▸ **Exercise brief**:
Reproduce the records below word for word, from the line with "Extract black trousers from the photo below." up to and including the line with "Extract green quilted". Omit the pictures from your copy.

▸ **Record set**:

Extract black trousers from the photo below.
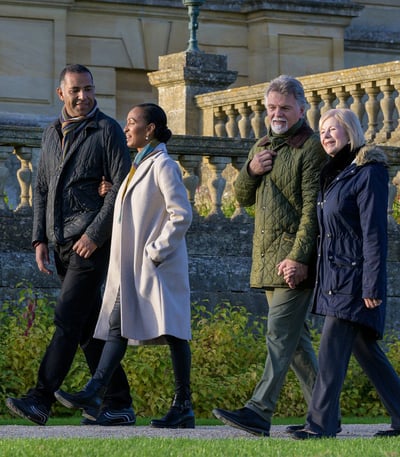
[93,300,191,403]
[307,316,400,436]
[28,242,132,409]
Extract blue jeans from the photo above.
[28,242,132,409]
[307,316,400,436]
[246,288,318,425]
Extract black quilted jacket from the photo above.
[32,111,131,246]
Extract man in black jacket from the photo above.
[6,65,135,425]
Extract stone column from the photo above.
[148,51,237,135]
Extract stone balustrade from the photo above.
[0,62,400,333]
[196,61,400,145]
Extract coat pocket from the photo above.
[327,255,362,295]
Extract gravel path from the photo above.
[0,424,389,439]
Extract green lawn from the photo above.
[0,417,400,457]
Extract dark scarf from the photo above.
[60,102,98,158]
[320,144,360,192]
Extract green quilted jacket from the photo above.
==
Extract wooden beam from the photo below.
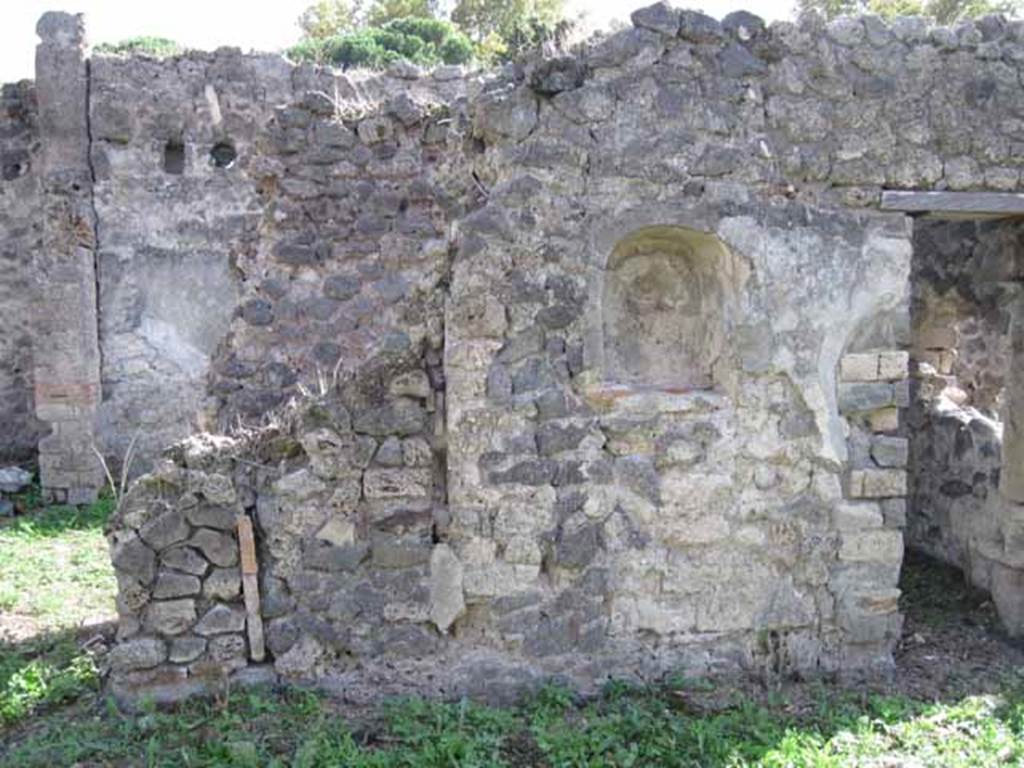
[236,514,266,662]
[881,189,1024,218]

▸ **Expected answer**:
Extract black trousers from the photo below.
[93,300,191,403]
[307,316,400,436]
[28,242,132,409]
Extract blue jeans from the photo above.
[28,242,132,409]
[307,316,400,436]
[246,288,318,425]
Extract black quilted jacket from the photo above.
[32,111,131,246]
Extract man in black jacket from the photo above.
[6,65,135,425]
Extract stone column from the photo above.
[148,51,237,135]
Extract stone balustrade from the photo above.
[0,62,400,333]
[196,61,400,145]
Extract coat pocket from the photo above.
[327,255,362,295]
Extract gravel path from the photo above.
[0,424,389,439]
Extract green lawn from the photo above.
[0,417,400,457]
Extract dark scarf from the photo above.
[60,102,98,158]
[320,144,360,192]
Extract green quilted jacket from the photo above.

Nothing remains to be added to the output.